▶ **What this task involves**
Pull out each line of the listing below that contains the string "fence" and copy it in full. Only exact-case matches count.

━━━━━ Data excerpts

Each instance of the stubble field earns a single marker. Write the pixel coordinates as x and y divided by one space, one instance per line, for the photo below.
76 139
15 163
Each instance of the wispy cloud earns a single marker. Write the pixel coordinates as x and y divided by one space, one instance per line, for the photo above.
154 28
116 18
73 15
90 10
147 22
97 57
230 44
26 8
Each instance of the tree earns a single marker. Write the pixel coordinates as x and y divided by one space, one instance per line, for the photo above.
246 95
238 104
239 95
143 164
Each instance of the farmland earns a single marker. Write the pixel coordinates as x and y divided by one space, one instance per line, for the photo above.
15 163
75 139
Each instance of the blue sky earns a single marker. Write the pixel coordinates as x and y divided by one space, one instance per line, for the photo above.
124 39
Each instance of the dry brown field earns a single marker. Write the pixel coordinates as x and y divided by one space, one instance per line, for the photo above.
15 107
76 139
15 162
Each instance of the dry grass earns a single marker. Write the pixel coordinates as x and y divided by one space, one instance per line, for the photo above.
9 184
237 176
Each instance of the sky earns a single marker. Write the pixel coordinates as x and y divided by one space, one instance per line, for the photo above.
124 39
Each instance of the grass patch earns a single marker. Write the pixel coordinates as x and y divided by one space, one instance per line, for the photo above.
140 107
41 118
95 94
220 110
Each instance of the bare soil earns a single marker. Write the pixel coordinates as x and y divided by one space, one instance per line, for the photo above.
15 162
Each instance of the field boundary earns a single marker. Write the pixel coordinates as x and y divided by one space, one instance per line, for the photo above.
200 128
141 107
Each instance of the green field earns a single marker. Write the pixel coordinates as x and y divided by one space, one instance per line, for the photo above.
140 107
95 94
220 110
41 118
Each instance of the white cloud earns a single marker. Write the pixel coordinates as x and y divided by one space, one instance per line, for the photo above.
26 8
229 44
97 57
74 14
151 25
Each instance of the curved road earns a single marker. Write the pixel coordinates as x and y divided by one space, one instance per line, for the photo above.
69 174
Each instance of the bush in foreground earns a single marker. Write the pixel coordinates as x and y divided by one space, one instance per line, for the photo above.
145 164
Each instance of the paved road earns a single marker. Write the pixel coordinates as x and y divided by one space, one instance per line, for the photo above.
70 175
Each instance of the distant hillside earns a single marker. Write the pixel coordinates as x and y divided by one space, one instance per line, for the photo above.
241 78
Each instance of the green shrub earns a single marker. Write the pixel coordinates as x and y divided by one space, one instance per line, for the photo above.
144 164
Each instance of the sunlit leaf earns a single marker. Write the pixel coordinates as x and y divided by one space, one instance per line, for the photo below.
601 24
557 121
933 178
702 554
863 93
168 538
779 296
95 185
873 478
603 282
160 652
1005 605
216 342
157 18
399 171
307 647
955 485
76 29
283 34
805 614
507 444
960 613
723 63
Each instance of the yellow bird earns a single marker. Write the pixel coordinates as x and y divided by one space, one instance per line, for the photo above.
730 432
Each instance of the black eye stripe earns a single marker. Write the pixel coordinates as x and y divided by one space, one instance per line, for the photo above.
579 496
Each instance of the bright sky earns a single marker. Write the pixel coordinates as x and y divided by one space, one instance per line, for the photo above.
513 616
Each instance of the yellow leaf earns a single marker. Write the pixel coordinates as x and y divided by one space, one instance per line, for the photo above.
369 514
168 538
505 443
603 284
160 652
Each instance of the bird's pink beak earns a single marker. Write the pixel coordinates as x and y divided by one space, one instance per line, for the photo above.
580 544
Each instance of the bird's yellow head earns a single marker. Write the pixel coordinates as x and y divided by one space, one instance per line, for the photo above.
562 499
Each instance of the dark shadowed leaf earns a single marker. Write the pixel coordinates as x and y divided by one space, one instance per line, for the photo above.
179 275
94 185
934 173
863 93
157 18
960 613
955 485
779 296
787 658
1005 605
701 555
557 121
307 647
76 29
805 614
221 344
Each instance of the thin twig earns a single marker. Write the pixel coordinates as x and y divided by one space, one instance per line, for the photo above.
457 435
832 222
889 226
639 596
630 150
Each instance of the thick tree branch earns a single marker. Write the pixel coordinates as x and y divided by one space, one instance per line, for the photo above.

━━━━━━━━━━
━━━━━ Data excerpts

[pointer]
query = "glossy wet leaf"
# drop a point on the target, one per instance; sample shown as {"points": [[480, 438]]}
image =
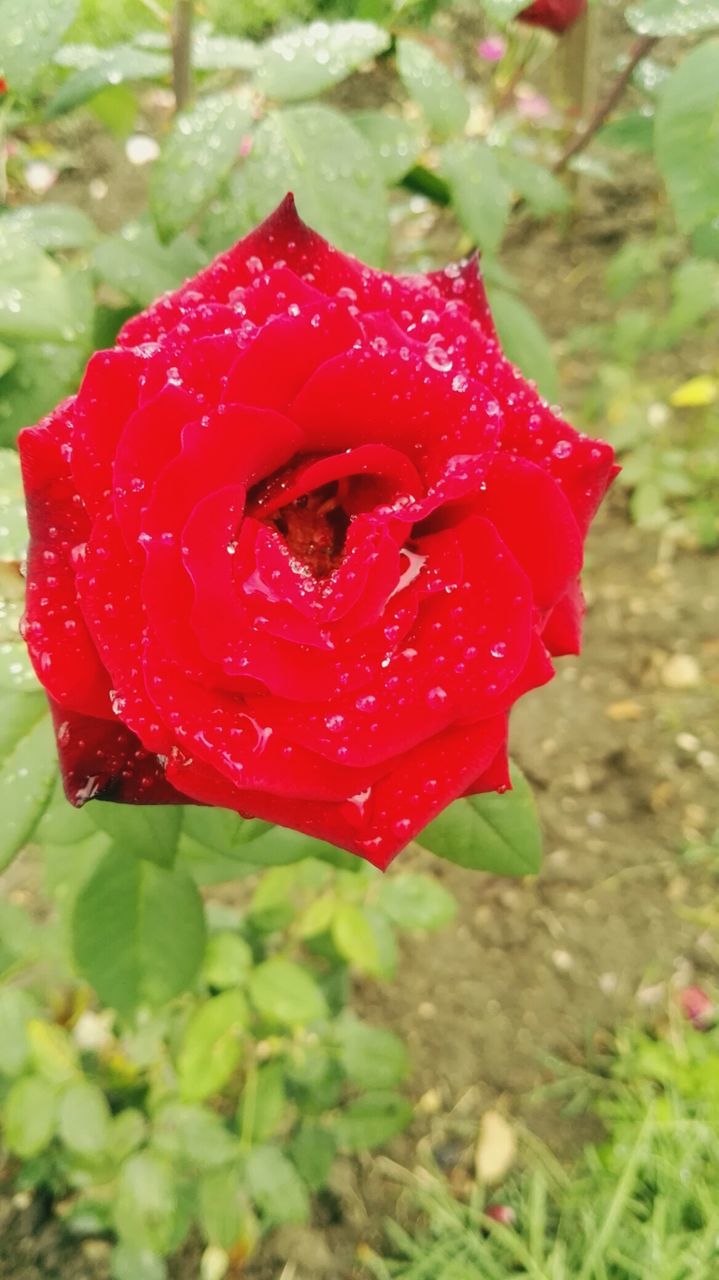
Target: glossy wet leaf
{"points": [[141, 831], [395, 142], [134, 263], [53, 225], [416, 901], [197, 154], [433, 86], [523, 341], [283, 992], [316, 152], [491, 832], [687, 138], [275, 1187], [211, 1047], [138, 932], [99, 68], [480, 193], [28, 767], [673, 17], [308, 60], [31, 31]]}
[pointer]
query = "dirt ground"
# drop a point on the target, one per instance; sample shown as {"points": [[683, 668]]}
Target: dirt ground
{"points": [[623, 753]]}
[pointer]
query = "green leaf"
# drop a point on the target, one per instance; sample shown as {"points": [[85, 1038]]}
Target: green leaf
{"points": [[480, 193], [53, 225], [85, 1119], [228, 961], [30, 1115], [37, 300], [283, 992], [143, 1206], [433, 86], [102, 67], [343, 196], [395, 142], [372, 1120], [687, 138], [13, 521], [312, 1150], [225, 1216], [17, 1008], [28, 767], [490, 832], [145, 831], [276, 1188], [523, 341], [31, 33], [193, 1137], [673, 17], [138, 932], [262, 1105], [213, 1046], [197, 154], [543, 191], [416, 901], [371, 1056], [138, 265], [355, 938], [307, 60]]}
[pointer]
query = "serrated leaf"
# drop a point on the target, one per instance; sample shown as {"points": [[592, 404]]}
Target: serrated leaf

━━━━━━━━━━
━━━━━ Data excerpts

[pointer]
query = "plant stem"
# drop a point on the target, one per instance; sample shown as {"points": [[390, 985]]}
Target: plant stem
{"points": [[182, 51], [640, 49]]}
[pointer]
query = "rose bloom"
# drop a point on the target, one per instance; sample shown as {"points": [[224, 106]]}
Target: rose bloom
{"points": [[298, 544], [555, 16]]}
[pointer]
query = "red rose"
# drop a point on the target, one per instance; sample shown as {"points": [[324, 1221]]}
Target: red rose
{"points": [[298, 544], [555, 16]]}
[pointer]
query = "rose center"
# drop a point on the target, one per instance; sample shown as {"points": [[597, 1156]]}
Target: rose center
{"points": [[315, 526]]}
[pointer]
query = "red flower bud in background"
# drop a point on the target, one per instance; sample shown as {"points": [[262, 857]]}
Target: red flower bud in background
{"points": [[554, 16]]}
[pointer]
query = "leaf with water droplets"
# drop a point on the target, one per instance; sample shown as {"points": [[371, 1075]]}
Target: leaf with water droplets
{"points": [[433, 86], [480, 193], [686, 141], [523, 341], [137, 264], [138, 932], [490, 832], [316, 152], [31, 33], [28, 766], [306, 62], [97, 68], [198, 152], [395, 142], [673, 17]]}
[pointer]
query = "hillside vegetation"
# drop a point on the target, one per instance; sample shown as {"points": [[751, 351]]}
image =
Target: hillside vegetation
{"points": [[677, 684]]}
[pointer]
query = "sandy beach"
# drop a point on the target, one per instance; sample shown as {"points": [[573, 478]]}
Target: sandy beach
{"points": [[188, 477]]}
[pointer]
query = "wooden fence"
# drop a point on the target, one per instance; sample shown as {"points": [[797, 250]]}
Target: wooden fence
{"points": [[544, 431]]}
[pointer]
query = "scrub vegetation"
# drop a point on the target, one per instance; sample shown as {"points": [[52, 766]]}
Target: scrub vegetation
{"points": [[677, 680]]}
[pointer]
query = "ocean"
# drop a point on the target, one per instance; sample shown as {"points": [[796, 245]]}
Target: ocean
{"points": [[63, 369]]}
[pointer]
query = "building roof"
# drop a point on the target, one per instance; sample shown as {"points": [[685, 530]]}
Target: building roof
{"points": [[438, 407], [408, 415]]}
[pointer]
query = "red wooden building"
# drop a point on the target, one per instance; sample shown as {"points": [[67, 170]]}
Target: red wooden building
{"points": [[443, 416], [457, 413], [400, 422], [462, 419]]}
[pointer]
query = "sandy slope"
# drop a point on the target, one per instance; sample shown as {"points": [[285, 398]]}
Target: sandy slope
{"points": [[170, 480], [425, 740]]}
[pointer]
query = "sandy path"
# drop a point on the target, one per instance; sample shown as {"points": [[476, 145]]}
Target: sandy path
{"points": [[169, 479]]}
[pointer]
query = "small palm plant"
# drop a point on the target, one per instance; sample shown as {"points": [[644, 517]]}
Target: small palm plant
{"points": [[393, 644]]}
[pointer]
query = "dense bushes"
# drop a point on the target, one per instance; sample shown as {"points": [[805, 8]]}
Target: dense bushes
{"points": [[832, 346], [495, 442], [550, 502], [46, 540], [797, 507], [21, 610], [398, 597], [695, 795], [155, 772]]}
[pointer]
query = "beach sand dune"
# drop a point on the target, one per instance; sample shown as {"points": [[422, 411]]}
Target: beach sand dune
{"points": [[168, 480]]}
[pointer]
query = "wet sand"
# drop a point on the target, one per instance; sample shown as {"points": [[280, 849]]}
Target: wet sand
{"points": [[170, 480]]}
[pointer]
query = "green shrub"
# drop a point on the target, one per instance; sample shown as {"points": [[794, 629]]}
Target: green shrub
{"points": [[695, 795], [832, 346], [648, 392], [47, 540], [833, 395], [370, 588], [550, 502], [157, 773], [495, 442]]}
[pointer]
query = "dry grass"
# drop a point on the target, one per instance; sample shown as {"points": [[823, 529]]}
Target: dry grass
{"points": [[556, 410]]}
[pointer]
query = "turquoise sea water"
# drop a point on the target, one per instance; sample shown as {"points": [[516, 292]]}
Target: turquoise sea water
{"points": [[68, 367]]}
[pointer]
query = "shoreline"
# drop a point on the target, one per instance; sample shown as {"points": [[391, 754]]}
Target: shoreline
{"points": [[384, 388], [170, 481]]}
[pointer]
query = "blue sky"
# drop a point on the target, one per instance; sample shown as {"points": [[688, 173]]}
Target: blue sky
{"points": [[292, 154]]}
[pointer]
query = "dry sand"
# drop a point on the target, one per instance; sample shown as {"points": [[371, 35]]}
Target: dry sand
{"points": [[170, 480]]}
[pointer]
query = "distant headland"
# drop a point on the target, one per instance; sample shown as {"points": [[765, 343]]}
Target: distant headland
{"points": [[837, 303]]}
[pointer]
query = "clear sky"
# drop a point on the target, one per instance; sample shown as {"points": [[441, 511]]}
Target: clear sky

━━━━━━━━━━

▶ **Result for this task**
query = "wooden fence"
Target: wooden fence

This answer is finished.